▶ Activity
Search the material for the string "below", then return every line where it is found.

---------- Dataset ----------

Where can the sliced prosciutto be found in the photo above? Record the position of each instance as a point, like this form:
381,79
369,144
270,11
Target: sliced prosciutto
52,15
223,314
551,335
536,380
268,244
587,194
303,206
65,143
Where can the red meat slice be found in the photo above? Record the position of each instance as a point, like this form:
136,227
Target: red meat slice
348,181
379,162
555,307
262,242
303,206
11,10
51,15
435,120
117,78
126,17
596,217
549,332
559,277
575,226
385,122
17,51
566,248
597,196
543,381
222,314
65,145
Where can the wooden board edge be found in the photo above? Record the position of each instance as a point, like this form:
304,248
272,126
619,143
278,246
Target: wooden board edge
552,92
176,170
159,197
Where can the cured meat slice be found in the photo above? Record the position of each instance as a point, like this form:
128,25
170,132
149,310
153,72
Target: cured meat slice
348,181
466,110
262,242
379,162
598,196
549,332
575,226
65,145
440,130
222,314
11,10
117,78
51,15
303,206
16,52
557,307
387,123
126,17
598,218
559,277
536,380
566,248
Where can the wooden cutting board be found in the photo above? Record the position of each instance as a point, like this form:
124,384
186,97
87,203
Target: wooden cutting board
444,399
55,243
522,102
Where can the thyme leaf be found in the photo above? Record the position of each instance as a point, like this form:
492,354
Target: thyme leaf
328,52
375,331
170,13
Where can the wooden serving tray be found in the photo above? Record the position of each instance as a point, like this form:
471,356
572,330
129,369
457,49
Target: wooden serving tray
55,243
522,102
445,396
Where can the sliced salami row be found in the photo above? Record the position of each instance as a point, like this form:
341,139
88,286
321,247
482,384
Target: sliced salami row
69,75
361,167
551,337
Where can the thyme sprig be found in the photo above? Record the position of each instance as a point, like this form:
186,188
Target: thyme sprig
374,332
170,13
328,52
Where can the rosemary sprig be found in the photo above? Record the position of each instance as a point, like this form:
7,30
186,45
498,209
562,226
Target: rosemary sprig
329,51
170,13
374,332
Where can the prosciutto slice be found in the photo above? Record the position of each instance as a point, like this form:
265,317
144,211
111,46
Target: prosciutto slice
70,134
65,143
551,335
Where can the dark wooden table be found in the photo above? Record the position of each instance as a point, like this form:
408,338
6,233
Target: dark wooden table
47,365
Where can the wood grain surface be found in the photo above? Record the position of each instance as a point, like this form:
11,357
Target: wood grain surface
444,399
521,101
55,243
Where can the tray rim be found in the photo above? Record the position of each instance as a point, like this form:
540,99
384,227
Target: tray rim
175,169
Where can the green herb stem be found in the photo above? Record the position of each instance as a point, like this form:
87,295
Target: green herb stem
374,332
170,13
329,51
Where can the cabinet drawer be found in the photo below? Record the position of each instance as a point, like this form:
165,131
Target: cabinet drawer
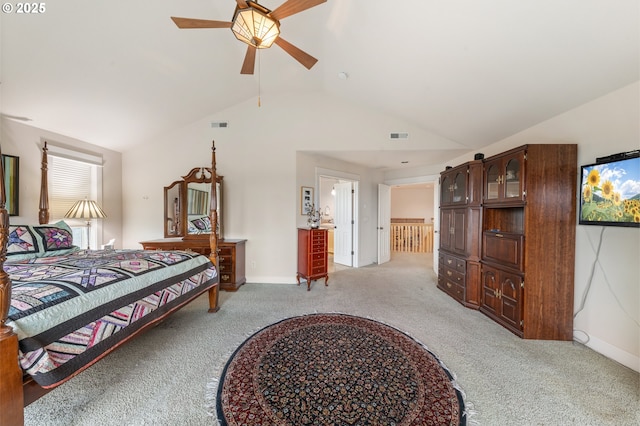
225,251
453,275
503,248
318,270
226,267
453,262
453,289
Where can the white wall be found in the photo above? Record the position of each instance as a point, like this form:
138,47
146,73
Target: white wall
410,201
258,157
257,154
25,142
610,320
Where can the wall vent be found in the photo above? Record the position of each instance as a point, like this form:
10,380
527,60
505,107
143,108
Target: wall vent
399,135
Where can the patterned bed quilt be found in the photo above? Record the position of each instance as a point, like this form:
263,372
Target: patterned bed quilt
69,311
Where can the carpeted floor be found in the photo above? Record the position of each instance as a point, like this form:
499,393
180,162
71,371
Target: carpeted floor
162,378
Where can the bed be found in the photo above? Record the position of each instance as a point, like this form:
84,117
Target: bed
63,308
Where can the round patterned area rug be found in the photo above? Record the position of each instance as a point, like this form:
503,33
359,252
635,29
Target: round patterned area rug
336,369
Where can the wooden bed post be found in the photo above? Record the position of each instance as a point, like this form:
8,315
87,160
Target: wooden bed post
213,236
43,216
11,396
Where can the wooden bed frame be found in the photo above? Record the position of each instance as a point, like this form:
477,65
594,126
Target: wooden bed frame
16,389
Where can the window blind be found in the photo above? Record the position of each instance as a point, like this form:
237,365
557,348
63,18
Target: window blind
69,181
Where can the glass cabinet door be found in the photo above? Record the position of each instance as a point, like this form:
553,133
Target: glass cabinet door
445,190
459,193
493,181
512,178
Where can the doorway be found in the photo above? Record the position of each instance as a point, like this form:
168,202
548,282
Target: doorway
337,199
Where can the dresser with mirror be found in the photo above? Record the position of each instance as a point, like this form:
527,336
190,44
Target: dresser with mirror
187,225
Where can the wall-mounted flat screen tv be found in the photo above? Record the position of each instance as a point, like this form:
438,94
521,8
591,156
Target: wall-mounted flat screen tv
610,191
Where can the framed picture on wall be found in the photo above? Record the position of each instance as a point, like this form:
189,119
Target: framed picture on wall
11,173
306,200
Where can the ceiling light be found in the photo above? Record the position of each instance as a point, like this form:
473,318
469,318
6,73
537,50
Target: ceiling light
252,26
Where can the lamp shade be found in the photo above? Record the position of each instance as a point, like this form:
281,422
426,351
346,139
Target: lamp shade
85,209
255,28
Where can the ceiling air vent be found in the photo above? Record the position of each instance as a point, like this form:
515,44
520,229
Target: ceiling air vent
398,135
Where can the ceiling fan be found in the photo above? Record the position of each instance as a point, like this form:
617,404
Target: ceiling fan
259,28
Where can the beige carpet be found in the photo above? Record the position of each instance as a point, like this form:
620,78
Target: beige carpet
164,377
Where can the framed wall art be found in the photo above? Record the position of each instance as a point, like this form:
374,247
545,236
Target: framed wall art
11,165
306,199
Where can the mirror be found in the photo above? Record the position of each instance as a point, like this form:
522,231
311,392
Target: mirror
187,203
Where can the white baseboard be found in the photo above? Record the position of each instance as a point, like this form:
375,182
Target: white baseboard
272,280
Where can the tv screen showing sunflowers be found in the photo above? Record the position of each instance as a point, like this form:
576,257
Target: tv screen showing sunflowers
610,193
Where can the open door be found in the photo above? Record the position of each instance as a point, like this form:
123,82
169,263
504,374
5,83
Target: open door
384,223
343,221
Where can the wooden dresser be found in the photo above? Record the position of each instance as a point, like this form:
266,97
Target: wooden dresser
312,255
231,256
511,254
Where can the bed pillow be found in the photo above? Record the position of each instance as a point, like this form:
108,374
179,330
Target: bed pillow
28,241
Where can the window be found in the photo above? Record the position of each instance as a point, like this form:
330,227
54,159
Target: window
73,176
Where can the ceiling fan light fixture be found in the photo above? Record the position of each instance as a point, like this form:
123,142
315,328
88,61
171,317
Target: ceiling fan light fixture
254,27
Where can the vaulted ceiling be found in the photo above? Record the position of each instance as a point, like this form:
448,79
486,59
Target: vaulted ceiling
115,73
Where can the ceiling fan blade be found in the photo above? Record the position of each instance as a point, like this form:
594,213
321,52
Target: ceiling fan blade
249,61
304,58
291,7
200,23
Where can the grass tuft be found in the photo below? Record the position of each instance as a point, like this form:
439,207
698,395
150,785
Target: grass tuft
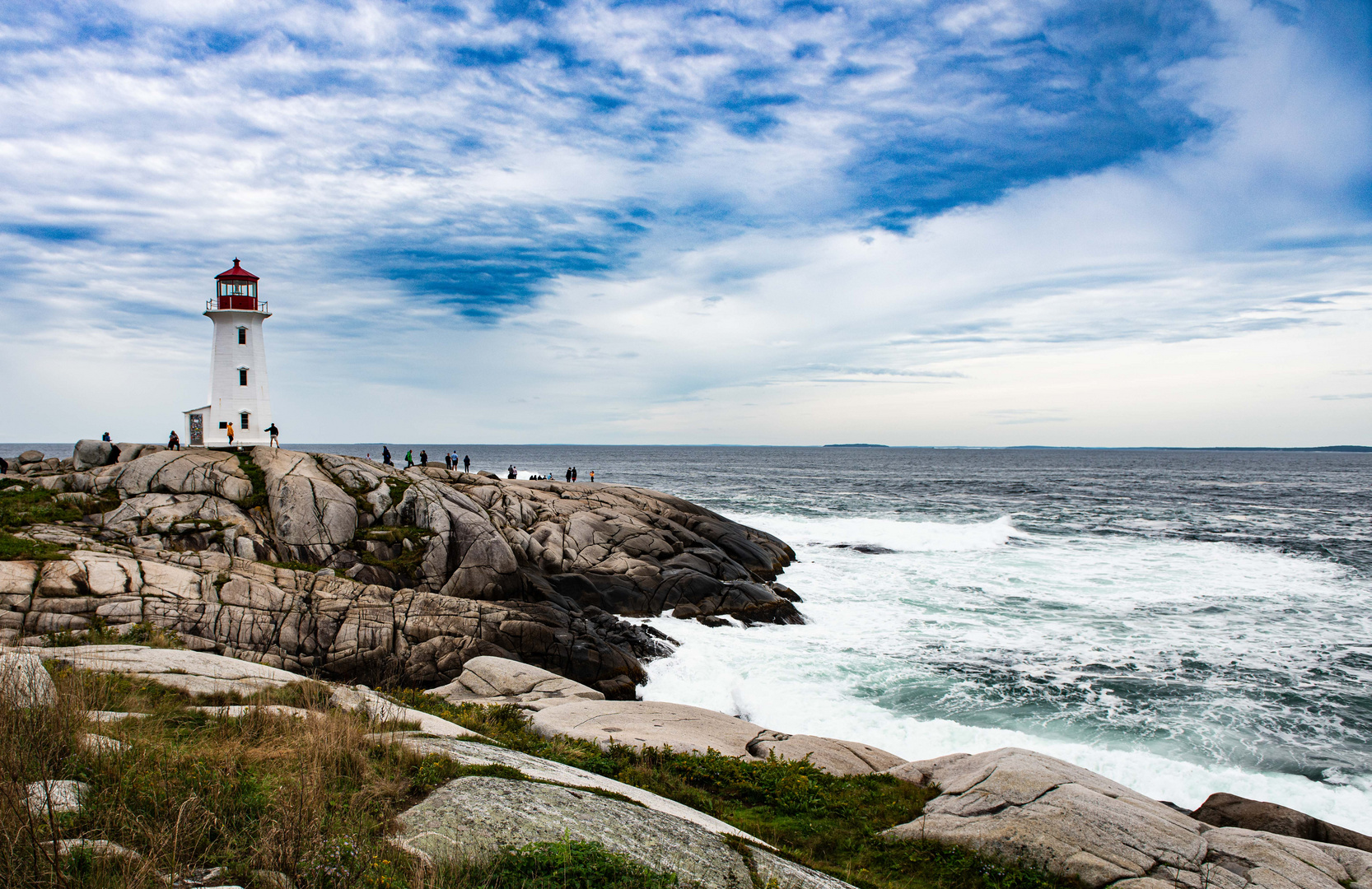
822,821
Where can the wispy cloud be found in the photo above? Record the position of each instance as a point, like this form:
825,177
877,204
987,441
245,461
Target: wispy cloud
673,205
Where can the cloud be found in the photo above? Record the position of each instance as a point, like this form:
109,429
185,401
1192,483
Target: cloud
748,210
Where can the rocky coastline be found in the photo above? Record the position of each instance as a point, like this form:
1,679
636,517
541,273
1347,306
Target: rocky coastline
339,566
272,566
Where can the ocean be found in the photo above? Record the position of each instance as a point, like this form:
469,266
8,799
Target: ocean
1183,621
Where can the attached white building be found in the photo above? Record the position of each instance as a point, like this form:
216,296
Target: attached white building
238,366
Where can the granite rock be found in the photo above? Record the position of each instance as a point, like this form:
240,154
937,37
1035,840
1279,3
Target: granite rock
24,682
693,728
502,681
1225,810
91,453
472,817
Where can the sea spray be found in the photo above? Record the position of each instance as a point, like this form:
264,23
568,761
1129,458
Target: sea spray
1174,667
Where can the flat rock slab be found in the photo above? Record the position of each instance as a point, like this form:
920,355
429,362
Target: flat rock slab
830,755
649,724
1250,858
198,673
479,815
1034,810
696,730
504,681
474,753
383,710
1225,810
24,682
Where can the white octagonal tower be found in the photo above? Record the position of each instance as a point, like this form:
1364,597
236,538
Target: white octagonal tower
238,366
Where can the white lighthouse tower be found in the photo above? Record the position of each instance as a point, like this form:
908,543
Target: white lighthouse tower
238,366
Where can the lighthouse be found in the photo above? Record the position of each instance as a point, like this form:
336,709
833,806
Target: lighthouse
238,366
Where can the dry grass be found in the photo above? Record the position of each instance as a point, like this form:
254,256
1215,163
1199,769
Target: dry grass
308,798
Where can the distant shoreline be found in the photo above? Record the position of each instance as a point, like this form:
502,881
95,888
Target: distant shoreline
323,446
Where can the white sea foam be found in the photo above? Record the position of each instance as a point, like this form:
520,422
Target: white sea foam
1176,667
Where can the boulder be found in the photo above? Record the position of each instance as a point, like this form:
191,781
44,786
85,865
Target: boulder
1225,810
471,817
1034,810
91,453
502,681
24,682
312,518
472,753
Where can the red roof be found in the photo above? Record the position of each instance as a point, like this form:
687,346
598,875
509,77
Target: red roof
236,273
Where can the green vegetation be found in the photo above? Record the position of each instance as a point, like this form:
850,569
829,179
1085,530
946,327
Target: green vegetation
24,505
100,634
398,487
14,547
296,566
822,821
315,798
408,563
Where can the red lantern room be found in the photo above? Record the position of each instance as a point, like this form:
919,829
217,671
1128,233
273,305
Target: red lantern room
236,288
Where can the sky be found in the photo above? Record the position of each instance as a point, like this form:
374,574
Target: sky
984,222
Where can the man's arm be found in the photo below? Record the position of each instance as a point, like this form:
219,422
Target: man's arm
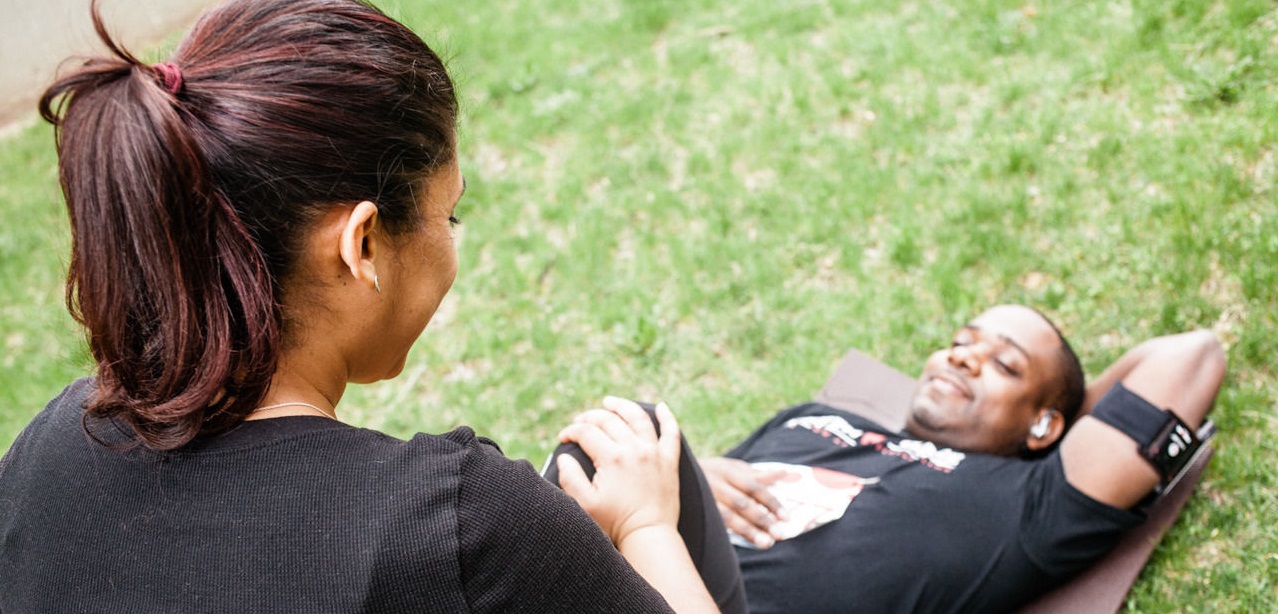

----------

▶ Result of the exercise
Where can the cabinet drawer be found in the photo below? Record the position of each instance as a point, like this form:
Where can the grass tuft be found in the photo below? Record the position of each instance as a point, like this form:
Where can the man's arm be found in the photo below? Record the position of each instance as a point, like this form:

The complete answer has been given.